→ REQUEST: Please copy every line of the items below, character for character, with no changes.

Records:
▬▬▬
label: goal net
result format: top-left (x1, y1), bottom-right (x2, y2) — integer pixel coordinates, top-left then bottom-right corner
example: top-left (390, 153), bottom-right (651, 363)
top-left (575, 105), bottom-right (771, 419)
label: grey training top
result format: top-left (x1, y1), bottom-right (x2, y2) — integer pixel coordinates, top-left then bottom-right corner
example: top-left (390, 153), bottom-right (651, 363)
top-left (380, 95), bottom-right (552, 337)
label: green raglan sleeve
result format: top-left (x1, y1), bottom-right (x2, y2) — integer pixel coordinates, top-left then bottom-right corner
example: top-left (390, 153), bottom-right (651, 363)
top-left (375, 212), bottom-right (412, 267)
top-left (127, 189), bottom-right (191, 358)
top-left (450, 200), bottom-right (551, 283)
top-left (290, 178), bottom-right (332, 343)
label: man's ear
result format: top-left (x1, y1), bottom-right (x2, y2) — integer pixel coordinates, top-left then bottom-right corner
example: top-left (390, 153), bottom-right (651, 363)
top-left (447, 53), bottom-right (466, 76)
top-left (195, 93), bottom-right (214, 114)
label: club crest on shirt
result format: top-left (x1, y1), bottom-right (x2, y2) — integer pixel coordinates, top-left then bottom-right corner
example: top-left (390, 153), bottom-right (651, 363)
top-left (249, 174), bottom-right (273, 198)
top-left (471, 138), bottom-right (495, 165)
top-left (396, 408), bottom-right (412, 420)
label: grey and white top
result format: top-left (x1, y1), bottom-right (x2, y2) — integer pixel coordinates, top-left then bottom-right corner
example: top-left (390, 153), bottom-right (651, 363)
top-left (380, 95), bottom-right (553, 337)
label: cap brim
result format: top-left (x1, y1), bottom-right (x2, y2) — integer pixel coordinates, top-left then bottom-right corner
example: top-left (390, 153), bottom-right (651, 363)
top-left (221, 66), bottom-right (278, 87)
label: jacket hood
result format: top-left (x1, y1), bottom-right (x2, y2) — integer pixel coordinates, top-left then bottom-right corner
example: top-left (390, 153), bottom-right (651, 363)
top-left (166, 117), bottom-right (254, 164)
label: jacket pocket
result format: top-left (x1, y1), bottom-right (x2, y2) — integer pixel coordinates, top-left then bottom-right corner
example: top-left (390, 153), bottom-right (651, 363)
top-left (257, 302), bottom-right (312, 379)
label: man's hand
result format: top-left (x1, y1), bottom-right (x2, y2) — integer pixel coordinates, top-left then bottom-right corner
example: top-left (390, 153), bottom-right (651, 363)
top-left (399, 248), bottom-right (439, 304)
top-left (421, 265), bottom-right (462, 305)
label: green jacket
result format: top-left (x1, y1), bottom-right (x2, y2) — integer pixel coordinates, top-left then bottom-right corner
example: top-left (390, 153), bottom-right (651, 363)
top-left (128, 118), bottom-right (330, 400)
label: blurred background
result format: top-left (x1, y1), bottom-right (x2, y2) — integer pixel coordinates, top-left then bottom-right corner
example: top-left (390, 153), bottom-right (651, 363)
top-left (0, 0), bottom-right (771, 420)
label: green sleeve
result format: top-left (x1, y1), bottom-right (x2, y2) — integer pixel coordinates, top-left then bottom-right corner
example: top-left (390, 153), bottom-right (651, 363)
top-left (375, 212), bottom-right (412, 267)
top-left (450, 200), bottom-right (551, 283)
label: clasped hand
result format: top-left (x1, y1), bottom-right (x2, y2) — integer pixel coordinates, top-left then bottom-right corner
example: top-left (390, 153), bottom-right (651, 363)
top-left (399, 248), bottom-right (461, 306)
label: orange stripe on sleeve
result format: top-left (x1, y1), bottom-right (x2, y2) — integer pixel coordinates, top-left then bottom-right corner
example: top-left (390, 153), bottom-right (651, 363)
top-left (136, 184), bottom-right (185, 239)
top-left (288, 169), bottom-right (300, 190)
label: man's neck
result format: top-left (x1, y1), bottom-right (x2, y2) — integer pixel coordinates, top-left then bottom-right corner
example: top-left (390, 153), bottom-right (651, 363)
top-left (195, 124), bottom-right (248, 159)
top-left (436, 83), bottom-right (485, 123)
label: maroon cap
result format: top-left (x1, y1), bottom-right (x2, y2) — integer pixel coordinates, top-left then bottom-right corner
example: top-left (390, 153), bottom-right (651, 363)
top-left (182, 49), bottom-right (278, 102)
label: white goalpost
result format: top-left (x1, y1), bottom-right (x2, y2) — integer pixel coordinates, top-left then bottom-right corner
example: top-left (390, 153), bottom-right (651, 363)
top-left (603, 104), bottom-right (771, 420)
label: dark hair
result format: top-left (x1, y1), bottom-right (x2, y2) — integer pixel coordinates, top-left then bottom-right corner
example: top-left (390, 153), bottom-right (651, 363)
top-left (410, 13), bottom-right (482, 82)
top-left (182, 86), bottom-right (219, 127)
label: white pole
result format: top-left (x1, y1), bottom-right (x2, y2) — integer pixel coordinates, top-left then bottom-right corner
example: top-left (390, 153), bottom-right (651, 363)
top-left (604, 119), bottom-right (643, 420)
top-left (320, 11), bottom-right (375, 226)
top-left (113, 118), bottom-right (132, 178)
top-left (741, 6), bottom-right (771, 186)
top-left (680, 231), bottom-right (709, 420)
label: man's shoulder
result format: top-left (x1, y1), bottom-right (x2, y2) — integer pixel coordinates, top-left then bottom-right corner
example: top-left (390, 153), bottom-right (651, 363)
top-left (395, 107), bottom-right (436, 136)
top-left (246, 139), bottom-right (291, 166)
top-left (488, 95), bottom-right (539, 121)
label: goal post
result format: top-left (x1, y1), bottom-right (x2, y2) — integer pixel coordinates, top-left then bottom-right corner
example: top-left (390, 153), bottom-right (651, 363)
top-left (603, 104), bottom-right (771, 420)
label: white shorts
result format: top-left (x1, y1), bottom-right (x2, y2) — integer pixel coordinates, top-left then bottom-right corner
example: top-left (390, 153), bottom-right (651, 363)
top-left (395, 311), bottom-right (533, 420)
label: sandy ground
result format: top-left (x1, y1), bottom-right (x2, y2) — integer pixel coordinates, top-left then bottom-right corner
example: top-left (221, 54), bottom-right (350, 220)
▬▬▬
→ EXERCISE SOLUTION:
label: goal net
result format: top-left (x1, y1), bottom-right (x2, y2) — integer pixel coordinates, top-left then bottom-right corner
example: top-left (390, 153), bottom-right (651, 363)
top-left (575, 105), bottom-right (771, 419)
label: grey training top
result format: top-left (x1, y1), bottom-right (x2, y2) — integer pixel coordinates, top-left then bottom-right corner
example: top-left (390, 153), bottom-right (651, 363)
top-left (380, 95), bottom-right (552, 337)
label: green raglan sleeve
result format: top-left (x1, y1), bottom-right (x2, y2) — integer pixel coordinates, top-left then bottom-right corner
example: top-left (390, 153), bottom-right (651, 363)
top-left (375, 212), bottom-right (412, 267)
top-left (127, 189), bottom-right (191, 358)
top-left (450, 200), bottom-right (551, 283)
top-left (290, 178), bottom-right (332, 343)
label: man's ear
result format: top-left (x1, y1), bottom-right (x2, y2) — integer pixel coordinates, top-left then bottom-right corner
example: top-left (390, 153), bottom-right (651, 363)
top-left (447, 53), bottom-right (466, 76)
top-left (195, 93), bottom-right (214, 114)
label: club crest on shirt
result format: top-left (x1, y1), bottom-right (x2, y2) — integer pixel coordinates, top-left then bottom-right corner
example: top-left (390, 153), bottom-right (651, 363)
top-left (249, 174), bottom-right (273, 198)
top-left (471, 138), bottom-right (495, 165)
top-left (396, 408), bottom-right (412, 420)
label: grey and white top
result format: top-left (x1, y1), bottom-right (x2, y2) — integer pixel coordinates, top-left then bottom-right corner
example: top-left (390, 153), bottom-right (651, 363)
top-left (380, 95), bottom-right (553, 337)
label: cap brim
result format: top-left (x1, y1), bottom-right (x2, y2) — integer pixel coordinates, top-left then bottom-right corner
example: top-left (390, 153), bottom-right (651, 363)
top-left (221, 66), bottom-right (278, 87)
label: jacket hood
result format: top-left (x1, y1), bottom-right (x2, y2) — integer pixel coordinates, top-left then bottom-right corner
example: top-left (390, 153), bottom-right (651, 363)
top-left (166, 117), bottom-right (254, 164)
label: jacket pocket
result format: top-left (x1, y1), bottom-right (x2, y2) — integer pixel coordinates, top-left then bottom-right corner
example: top-left (390, 153), bottom-right (651, 363)
top-left (257, 302), bottom-right (312, 379)
label: man's hand
result format: top-left (x1, y1), bottom-right (x2, y2) — integer pixel coordinates, top-left then bottom-right corner
example: top-left (390, 153), bottom-right (651, 363)
top-left (399, 248), bottom-right (439, 304)
top-left (421, 265), bottom-right (462, 305)
label: green jacket
result format: top-left (x1, y1), bottom-right (x2, y2) — integer pixel coordinates, top-left then bottom-right corner
example: top-left (390, 153), bottom-right (651, 363)
top-left (128, 118), bottom-right (330, 400)
label: blurred background
result format: top-left (x1, y1), bottom-right (x2, y2) — integer pixel coordinates, top-left then bottom-right corner
example: top-left (390, 153), bottom-right (651, 363)
top-left (0, 0), bottom-right (771, 420)
label: green sleeve
result format: top-left (x1, y1), bottom-right (x2, y2) — integer pixel coordinates, top-left then bottom-right corner
example: top-left (390, 153), bottom-right (651, 363)
top-left (375, 212), bottom-right (412, 267)
top-left (450, 200), bottom-right (551, 283)
label: clasped hand
result format: top-left (x1, y1), bottom-right (x2, y2) — integer pixel coordinates, top-left then bottom-right corner
example: top-left (390, 153), bottom-right (651, 363)
top-left (399, 248), bottom-right (461, 306)
label: orange stripe on sleeve
result format: top-left (x1, y1), bottom-right (x2, y2) — integer pixel coordinates, top-left then bottom-right corner
example: top-left (390, 153), bottom-right (651, 363)
top-left (136, 184), bottom-right (185, 239)
top-left (288, 169), bottom-right (300, 190)
label: man's neck
result format: top-left (x1, y1), bottom-right (x2, y2) — integer pixel coordinates, top-left then bottom-right corner
example: top-left (390, 153), bottom-right (651, 363)
top-left (195, 124), bottom-right (248, 159)
top-left (436, 83), bottom-right (485, 123)
label: maroon cap
result format: top-left (x1, y1), bottom-right (x2, y2) — integer pixel coordinates, top-left then bottom-right corner
example: top-left (390, 153), bottom-right (651, 363)
top-left (182, 49), bottom-right (278, 102)
label: white goalpost
result format: top-left (x1, y1), bottom-right (x2, y2) — integer pixel coordinates, top-left then bottom-right corner
example: top-left (390, 153), bottom-right (651, 363)
top-left (603, 104), bottom-right (771, 420)
label: dark hair
result format: top-left (x1, y1), bottom-right (x2, y2) — integer pixel coordinates, top-left then bottom-right corner
example: top-left (390, 153), bottom-right (651, 363)
top-left (410, 13), bottom-right (482, 82)
top-left (182, 86), bottom-right (219, 127)
label: white pole
result format: top-left (x1, y1), bottom-right (x2, y2) — integer pixel coordinates, top-left then bottom-right corner
example: top-left (390, 153), bottom-right (651, 363)
top-left (604, 119), bottom-right (643, 420)
top-left (320, 11), bottom-right (375, 226)
top-left (113, 118), bottom-right (132, 178)
top-left (741, 6), bottom-right (771, 186)
top-left (680, 231), bottom-right (709, 420)
label: man's shoulder
result format: top-left (x1, y1), bottom-right (x2, y2) — integer pixel coordinates, top-left then bottom-right corner
example: top-left (390, 153), bottom-right (651, 363)
top-left (395, 107), bottom-right (436, 136)
top-left (246, 139), bottom-right (291, 166)
top-left (488, 95), bottom-right (539, 121)
label: goal post
result format: top-left (x1, y1), bottom-right (x2, y2) — integer pixel coordinates, top-left then bottom-right corner
example: top-left (390, 153), bottom-right (651, 363)
top-left (603, 104), bottom-right (771, 420)
label: white shorts
result format: top-left (x1, y1), bottom-right (x2, y2) — integer pixel coordinates, top-left then bottom-right corner
example: top-left (390, 153), bottom-right (651, 363)
top-left (395, 311), bottom-right (533, 420)
label: sandy ground
result format: top-left (x1, y1), bottom-right (x2, y2) — integer pixel coordinates, top-left then bottom-right corner
example: top-left (221, 54), bottom-right (350, 220)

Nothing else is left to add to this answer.